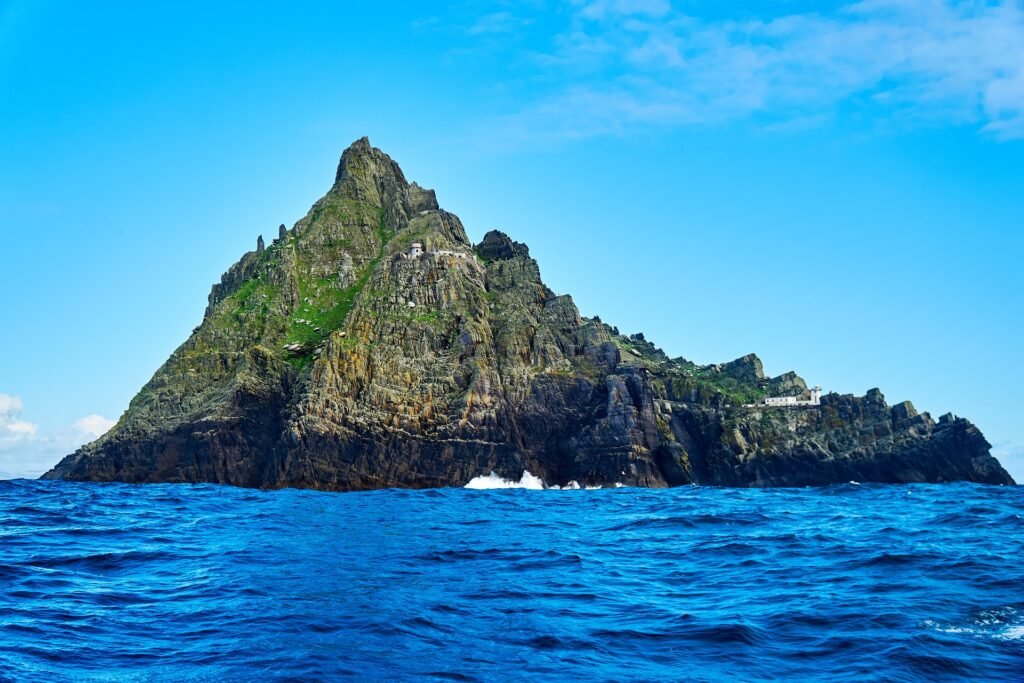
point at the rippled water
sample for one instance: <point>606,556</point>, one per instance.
<point>111,582</point>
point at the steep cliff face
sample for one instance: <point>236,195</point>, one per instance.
<point>334,358</point>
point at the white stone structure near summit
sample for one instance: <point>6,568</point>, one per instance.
<point>794,400</point>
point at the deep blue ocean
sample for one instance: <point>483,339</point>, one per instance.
<point>197,583</point>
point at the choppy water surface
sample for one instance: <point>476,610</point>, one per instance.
<point>111,582</point>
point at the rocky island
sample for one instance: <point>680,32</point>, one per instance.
<point>373,345</point>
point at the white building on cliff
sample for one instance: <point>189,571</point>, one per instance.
<point>782,401</point>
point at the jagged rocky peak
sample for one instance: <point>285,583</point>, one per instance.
<point>744,369</point>
<point>341,357</point>
<point>497,246</point>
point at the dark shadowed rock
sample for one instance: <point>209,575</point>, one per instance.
<point>337,359</point>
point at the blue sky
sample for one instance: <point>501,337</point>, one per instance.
<point>837,186</point>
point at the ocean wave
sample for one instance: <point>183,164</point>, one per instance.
<point>493,480</point>
<point>172,583</point>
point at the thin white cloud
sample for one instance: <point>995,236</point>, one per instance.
<point>13,430</point>
<point>498,23</point>
<point>93,426</point>
<point>28,452</point>
<point>621,65</point>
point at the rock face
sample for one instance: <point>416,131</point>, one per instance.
<point>335,359</point>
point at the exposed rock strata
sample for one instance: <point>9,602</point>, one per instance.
<point>332,359</point>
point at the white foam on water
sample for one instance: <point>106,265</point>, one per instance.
<point>1013,633</point>
<point>492,480</point>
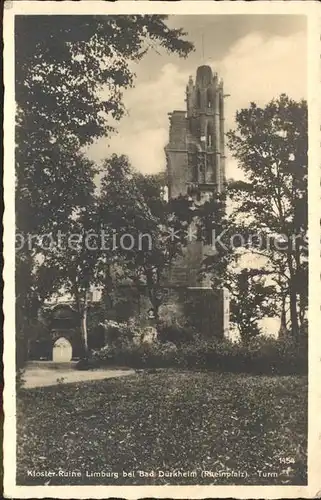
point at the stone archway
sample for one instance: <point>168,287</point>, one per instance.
<point>62,351</point>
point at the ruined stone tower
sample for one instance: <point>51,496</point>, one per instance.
<point>196,168</point>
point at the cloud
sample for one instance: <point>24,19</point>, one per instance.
<point>255,68</point>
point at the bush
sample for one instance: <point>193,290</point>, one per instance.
<point>260,356</point>
<point>87,364</point>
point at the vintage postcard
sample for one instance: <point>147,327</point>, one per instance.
<point>161,247</point>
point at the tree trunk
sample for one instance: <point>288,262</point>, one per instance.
<point>83,325</point>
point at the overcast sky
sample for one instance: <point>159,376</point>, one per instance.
<point>258,57</point>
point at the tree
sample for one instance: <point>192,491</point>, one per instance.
<point>270,206</point>
<point>69,79</point>
<point>251,300</point>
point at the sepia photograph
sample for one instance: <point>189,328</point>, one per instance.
<point>158,176</point>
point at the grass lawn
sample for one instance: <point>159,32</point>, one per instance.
<point>167,421</point>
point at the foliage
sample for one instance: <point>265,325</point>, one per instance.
<point>145,223</point>
<point>251,300</point>
<point>170,420</point>
<point>175,333</point>
<point>271,146</point>
<point>269,208</point>
<point>69,80</point>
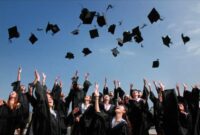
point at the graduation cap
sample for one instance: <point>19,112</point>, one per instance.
<point>94,33</point>
<point>154,16</point>
<point>185,38</point>
<point>75,32</point>
<point>52,27</point>
<point>87,16</point>
<point>86,51</point>
<point>33,38</point>
<point>101,21</point>
<point>13,32</point>
<point>69,55</point>
<point>155,64</point>
<point>115,52</point>
<point>111,28</point>
<point>166,40</point>
<point>120,42</point>
<point>127,36</point>
<point>137,34</point>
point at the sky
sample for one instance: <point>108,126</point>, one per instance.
<point>178,64</point>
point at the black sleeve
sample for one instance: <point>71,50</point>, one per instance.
<point>42,102</point>
<point>86,86</point>
<point>152,97</point>
<point>105,91</point>
<point>145,93</point>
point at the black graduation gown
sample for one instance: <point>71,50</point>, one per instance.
<point>9,120</point>
<point>42,123</point>
<point>120,129</point>
<point>185,121</point>
<point>158,113</point>
<point>61,107</point>
<point>171,118</point>
<point>138,118</point>
<point>108,115</point>
<point>192,99</point>
<point>23,99</point>
<point>76,96</point>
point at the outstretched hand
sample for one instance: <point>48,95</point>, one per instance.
<point>96,90</point>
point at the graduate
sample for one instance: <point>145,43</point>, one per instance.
<point>77,92</point>
<point>118,124</point>
<point>23,99</point>
<point>158,109</point>
<point>45,120</point>
<point>10,114</point>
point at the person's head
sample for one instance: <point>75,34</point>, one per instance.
<point>126,98</point>
<point>181,107</point>
<point>106,98</point>
<point>111,94</point>
<point>22,88</point>
<point>87,99</point>
<point>13,100</point>
<point>139,93</point>
<point>120,109</point>
<point>135,94</point>
<point>50,100</point>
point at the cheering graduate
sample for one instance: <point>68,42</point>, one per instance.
<point>23,98</point>
<point>45,120</point>
<point>10,114</point>
<point>158,109</point>
<point>119,125</point>
<point>77,93</point>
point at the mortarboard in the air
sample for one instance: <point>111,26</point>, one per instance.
<point>120,42</point>
<point>111,28</point>
<point>127,36</point>
<point>101,21</point>
<point>185,38</point>
<point>33,38</point>
<point>137,34</point>
<point>75,32</point>
<point>115,52</point>
<point>94,33</point>
<point>55,29</point>
<point>13,32</point>
<point>167,40</point>
<point>69,55</point>
<point>154,16</point>
<point>87,16</point>
<point>156,64</point>
<point>52,27</point>
<point>86,51</point>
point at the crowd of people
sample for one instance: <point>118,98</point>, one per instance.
<point>110,112</point>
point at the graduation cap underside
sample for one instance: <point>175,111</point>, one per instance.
<point>154,16</point>
<point>166,41</point>
<point>156,64</point>
<point>111,28</point>
<point>87,16</point>
<point>86,51</point>
<point>13,32</point>
<point>52,27</point>
<point>115,52</point>
<point>69,55</point>
<point>185,38</point>
<point>136,33</point>
<point>94,33</point>
<point>33,38</point>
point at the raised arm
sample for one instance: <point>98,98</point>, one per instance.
<point>96,94</point>
<point>178,89</point>
<point>105,88</point>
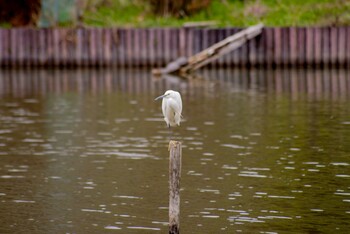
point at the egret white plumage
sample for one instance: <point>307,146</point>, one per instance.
<point>171,107</point>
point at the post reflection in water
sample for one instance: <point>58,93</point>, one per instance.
<point>86,151</point>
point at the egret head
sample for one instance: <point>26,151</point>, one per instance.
<point>171,107</point>
<point>167,94</point>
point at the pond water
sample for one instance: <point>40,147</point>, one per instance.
<point>264,151</point>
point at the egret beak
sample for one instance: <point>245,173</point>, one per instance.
<point>157,98</point>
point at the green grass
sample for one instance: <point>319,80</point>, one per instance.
<point>234,13</point>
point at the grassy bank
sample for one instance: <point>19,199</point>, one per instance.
<point>228,13</point>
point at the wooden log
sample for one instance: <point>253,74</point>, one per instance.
<point>219,49</point>
<point>174,186</point>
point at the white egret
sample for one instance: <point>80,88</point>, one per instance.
<point>171,107</point>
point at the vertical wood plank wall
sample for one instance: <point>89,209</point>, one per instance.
<point>66,47</point>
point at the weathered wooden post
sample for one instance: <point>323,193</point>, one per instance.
<point>174,186</point>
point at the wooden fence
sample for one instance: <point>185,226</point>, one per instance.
<point>67,47</point>
<point>320,84</point>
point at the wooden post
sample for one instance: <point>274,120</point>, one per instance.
<point>174,186</point>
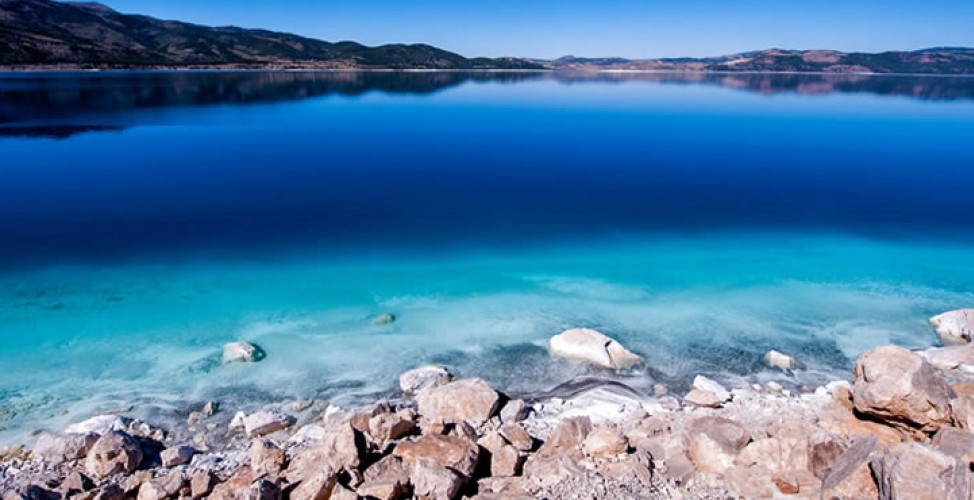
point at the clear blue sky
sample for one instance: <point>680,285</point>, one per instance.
<point>629,28</point>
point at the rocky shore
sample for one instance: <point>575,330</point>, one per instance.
<point>899,428</point>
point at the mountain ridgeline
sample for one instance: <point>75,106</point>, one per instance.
<point>44,33</point>
<point>939,60</point>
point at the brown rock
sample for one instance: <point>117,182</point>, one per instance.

- - - - - - -

Please turn every item above into a numbered list with no blank lines, and leave the pictures out.

1. point at the rippled water
2. sample for one instance: <point>606,556</point>, one per instance.
3. <point>111,582</point>
4. point at the steep cliff face
5. sample for one instance: <point>236,195</point>, one per instance.
6. <point>334,358</point>
7. point at the white stone structure near summit
8. sample for one instance: <point>6,568</point>, one per instance.
9. <point>794,400</point>
10. point at the deep blue ocean
11. sample for one instance: <point>483,339</point>, one per instance.
12. <point>197,583</point>
13. point at the choppy water surface
14. sample for one instance: <point>476,610</point>, one per instance.
15. <point>111,582</point>
16. point at the rocky island
17. sample for one instance: <point>680,32</point>, one per instance.
18. <point>373,345</point>
19. point at the white building on cliff
20. sample for one instance: <point>189,571</point>, one per instance.
21. <point>782,401</point>
22. point at the jagged rocky peak
23. sample for one instance: <point>285,583</point>, one per instance.
24. <point>744,369</point>
25. <point>341,357</point>
26. <point>497,246</point>
27. point at the dark shadowed rock
28. sample for one instance: <point>209,575</point>, one per instance.
29. <point>337,359</point>
30. point at the blue sky
31. sample for one instance: <point>501,337</point>, one per instance.
32. <point>837,186</point>
33. point at the ocean wave
34. sample for one instance: <point>183,164</point>, one per instance.
35. <point>493,480</point>
36. <point>172,583</point>
37. point at the thin white cloud
38. sample for one instance: <point>995,236</point>, one per instance.
39. <point>13,430</point>
40. <point>498,23</point>
41. <point>93,426</point>
42. <point>28,452</point>
43. <point>621,65</point>
44. point at the rock face
45. sample for one instance: <point>416,131</point>, one per instance.
46. <point>335,359</point>
47. point at the exposed rock strata
48. sample for one instance: <point>9,602</point>, one per instance.
49. <point>332,359</point>
50. point at the white foam on water
51. sample for one instance: <point>106,265</point>, one per instance.
52. <point>1013,633</point>
53. <point>492,480</point>
54. point at the stone archway
55. sample for one instance: <point>168,287</point>, one per instance.
56. <point>62,351</point>
57. point at the ruined stone tower
58. sample for one instance: <point>51,496</point>, one per instance.
59. <point>196,168</point>
60. point at the cloud
61. sample for one instance: <point>24,19</point>, one per instance.
62. <point>255,68</point>
63. point at the bush
64. sample for one instance: <point>193,290</point>, one per instance.
65. <point>260,356</point>
66. <point>87,364</point>
67. point at the vintage postcard
68. sample for one instance: <point>147,327</point>, one per instance.
69. <point>161,247</point>
70. point at the tree trunk
71. sample for one instance: <point>288,262</point>, one per instance.
72. <point>83,325</point>
73. point at the overcast sky
74. sample for one instance: <point>159,376</point>, one per instance.
75. <point>258,57</point>
76. point at the tree
77. sample for one instance: <point>192,491</point>, one per instance.
78. <point>270,206</point>
79. <point>69,79</point>
80. <point>251,300</point>
81. point at the sepia photograph
82. sample for one instance: <point>189,328</point>, one per instance.
83. <point>158,176</point>
84. point at the grass lawn
85. sample for one instance: <point>159,32</point>, one per instance.
86. <point>167,421</point>
87. point at the foliage
88. sample for one instance: <point>265,325</point>, one per instance.
89. <point>145,223</point>
90. <point>251,300</point>
91. <point>170,420</point>
92. <point>175,333</point>
93. <point>271,146</point>
94. <point>269,208</point>
95. <point>69,80</point>
96. point at the graduation cap
97. sample for one instance: <point>19,112</point>, one per instance.
98. <point>94,33</point>
99. <point>154,16</point>
100. <point>185,38</point>
101. <point>75,32</point>
102. <point>52,27</point>
103. <point>87,16</point>
104. <point>86,51</point>
105. <point>33,38</point>
106. <point>101,21</point>
107. <point>13,32</point>
108. <point>69,55</point>
109. <point>155,64</point>
110. <point>115,52</point>
111. <point>111,28</point>
112. <point>166,40</point>
113. <point>120,42</point>
114. <point>127,36</point>
115. <point>137,34</point>
116. point at the sky
117. sample for one instance: <point>108,126</point>, one per instance.
118. <point>178,64</point>
119. point at the black sleeve
120. sample for one instance: <point>71,50</point>, one per instance.
121. <point>42,102</point>
122. <point>86,86</point>
123. <point>152,97</point>
124. <point>105,91</point>
125. <point>145,93</point>
126. point at the black graduation gown
127. sample for one instance: <point>71,50</point>, one per instance.
128. <point>9,120</point>
129. <point>42,123</point>
130. <point>120,129</point>
131. <point>185,121</point>
132. <point>158,113</point>
133. <point>61,107</point>
134. <point>171,118</point>
135. <point>138,118</point>
136. <point>108,115</point>
137. <point>192,99</point>
138. <point>23,99</point>
139. <point>76,96</point>
140. point at the outstretched hand
141. sample for one instance: <point>48,95</point>, one per instance.
142. <point>96,90</point>
143. point at the graduate
144. sample for one instance: <point>145,43</point>, one per instance.
145. <point>77,92</point>
146. <point>118,124</point>
147. <point>23,99</point>
148. <point>158,109</point>
149. <point>45,120</point>
150. <point>10,114</point>
151. point at the person's head
152. sample for one instance: <point>75,34</point>, one per instance.
153. <point>126,98</point>
154. <point>181,107</point>
155. <point>106,98</point>
156. <point>111,94</point>
157. <point>22,88</point>
158. <point>87,99</point>
159. <point>13,100</point>
160. <point>139,93</point>
161. <point>120,109</point>
162. <point>135,94</point>
163. <point>50,100</point>
164. point at the cheering graduate
165. sample for one instance: <point>68,42</point>, one per instance.
166. <point>23,98</point>
167. <point>45,120</point>
168. <point>10,114</point>
169. <point>158,109</point>
170. <point>119,125</point>
171. <point>77,93</point>
172. point at the mortarboard in the air
173. sample for one instance: <point>111,26</point>, one per instance.
174. <point>120,42</point>
175. <point>111,28</point>
176. <point>127,36</point>
177. <point>101,21</point>
178. <point>185,38</point>
179. <point>33,38</point>
180. <point>137,34</point>
181. <point>75,32</point>
182. <point>115,52</point>
183. <point>94,33</point>
184. <point>55,29</point>
185. <point>13,32</point>
186. <point>167,40</point>
187. <point>69,55</point>
188. <point>154,16</point>
189. <point>87,16</point>
190. <point>156,64</point>
191. <point>52,27</point>
192. <point>86,51</point>
193. point at the crowd of people
194. sample for one instance: <point>118,98</point>, one per instance.
195. <point>110,112</point>
196. point at the graduation cap underside
197. sample for one instance: <point>175,111</point>, one per instance.
198. <point>154,16</point>
199. <point>166,41</point>
200. <point>156,64</point>
201. <point>111,28</point>
202. <point>87,16</point>
203. <point>86,51</point>
204. <point>13,32</point>
205. <point>52,27</point>
206. <point>115,52</point>
207. <point>69,55</point>
208. <point>185,38</point>
209. <point>136,33</point>
210. <point>94,33</point>
211. <point>33,38</point>
212. point at the raised arm
213. sample for one instance: <point>98,98</point>, one per instance.
214. <point>96,94</point>
215. <point>178,89</point>
216. <point>105,88</point>
217. point at the egret white plumage
218. sample for one instance: <point>307,146</point>, one per instance.
219. <point>171,107</point>
220. point at the post reflection in water
221. sample for one instance: <point>58,93</point>, one per instance.
222. <point>86,151</point>
223. point at the egret head
224. sample for one instance: <point>26,151</point>, one per instance.
225. <point>171,107</point>
226. <point>167,94</point>
227. point at the pond water
228. sample for one instance: <point>40,147</point>, one per instance.
229. <point>264,151</point>
230. point at the egret beak
231. sample for one instance: <point>245,173</point>, one per instance.
232. <point>157,98</point>
233. point at the green grass
234. sample for one instance: <point>319,80</point>, one per instance.
235. <point>234,13</point>
236. point at the grassy bank
237. sample for one instance: <point>19,199</point>, one per instance.
238. <point>228,13</point>
239. point at the wooden log
240. sample for one instance: <point>253,74</point>, one per instance.
241. <point>219,49</point>
242. <point>174,186</point>
243. point at the white egret
244. sample for one instance: <point>80,88</point>, one per instance.
245. <point>171,107</point>
246. point at the vertical wood plank wall
247. sample for one instance: <point>89,209</point>, one per instance.
248. <point>66,47</point>
249. point at the weathered wooden post
250. sample for one instance: <point>323,193</point>, one per instance.
251. <point>174,186</point>
252. point at the wooden fence
253. sample for one instance: <point>185,226</point>, one per instance.
254. <point>67,47</point>
255. <point>320,84</point>
256. point at the wooden post
257. sample for one instance: <point>274,120</point>, one per instance.
258. <point>174,186</point>
259. point at the clear blue sky
260. sample for one instance: <point>680,285</point>, one per instance.
261. <point>629,28</point>
262. point at the rocky shore
263. sample for one instance: <point>575,330</point>, one per instance.
264. <point>899,428</point>
265. point at the mountain ridgeline
266. sample for one instance: <point>75,106</point>, one per instance.
267. <point>44,33</point>
268. <point>939,60</point>
269. point at the brown rock
270. sample for one instance: <point>117,182</point>, one per instance.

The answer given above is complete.